Stored data entries:
===

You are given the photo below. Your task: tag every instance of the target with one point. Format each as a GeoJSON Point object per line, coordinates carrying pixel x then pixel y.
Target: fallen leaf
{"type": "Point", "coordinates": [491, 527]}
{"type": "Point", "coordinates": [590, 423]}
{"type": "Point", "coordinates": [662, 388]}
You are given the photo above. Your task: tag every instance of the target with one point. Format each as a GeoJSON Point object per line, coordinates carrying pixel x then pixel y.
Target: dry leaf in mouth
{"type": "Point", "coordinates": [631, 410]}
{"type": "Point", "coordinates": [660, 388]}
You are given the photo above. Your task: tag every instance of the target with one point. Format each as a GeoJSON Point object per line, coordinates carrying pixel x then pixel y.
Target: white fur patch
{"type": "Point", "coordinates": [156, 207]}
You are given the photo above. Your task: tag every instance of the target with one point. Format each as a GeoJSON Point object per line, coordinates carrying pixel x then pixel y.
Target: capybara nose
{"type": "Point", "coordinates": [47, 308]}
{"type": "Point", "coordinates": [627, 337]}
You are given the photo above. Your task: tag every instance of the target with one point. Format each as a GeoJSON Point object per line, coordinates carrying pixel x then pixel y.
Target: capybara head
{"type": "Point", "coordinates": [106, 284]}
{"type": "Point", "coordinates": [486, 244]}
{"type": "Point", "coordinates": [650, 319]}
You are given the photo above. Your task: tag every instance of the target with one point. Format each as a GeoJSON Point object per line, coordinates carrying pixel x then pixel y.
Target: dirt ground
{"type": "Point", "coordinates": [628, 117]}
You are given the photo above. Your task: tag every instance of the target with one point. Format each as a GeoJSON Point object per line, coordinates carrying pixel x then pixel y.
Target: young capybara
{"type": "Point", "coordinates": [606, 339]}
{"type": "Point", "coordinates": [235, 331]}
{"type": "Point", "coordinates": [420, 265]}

===

**What is asked:** Repeat every entry exactly as written above.

**Correct answer:**
You are given the photo below. Your task: tag every instance of the target with one point. Format each as a GeoJSON Point object per line, coordinates carrying pixel x then pixel y.
Target: fallen leaf
{"type": "Point", "coordinates": [491, 527]}
{"type": "Point", "coordinates": [590, 423]}
{"type": "Point", "coordinates": [662, 388]}
You are given the photo above. Your task: tag every instance of the target with one point. Format each as a GeoJSON Point object per line, coordinates carrying pixel x then pixel y.
Target: dry leaf in mouth
{"type": "Point", "coordinates": [631, 410]}
{"type": "Point", "coordinates": [660, 388]}
You are given the photo above. Your task: tag every instance of the target with one point. Format each as a GeoJSON Point object per line, coordinates carrying pixel x then pixel y.
Target: white fur patch
{"type": "Point", "coordinates": [156, 207]}
You are given the photo above. Your task: tag every instance of the target with one point. Format each as a GeoJSON Point object per line, coordinates carrying pixel x then pixel y.
Target: capybara nose
{"type": "Point", "coordinates": [47, 308]}
{"type": "Point", "coordinates": [627, 337]}
You are given the photo above. Your task: tag every instance of the target with one point. Format each as a GeoJSON Point object per line, coordinates carrying pixel x then pixel y.
Target: capybara head
{"type": "Point", "coordinates": [106, 284]}
{"type": "Point", "coordinates": [486, 244]}
{"type": "Point", "coordinates": [650, 319]}
You are given the photo above. Your task: tag every instance of the target with one point. Format each as a GeoJSON Point object per line, coordinates carrying pixel x then pixel y.
Target: dirt ground
{"type": "Point", "coordinates": [628, 117]}
You are given the photo above. Your task: tag every instance of the target with one point. Format each as a GeoJSON Point object per line, coordinates carrying pixel x then pixel y.
Target: young capybara
{"type": "Point", "coordinates": [606, 339]}
{"type": "Point", "coordinates": [235, 331]}
{"type": "Point", "coordinates": [420, 265]}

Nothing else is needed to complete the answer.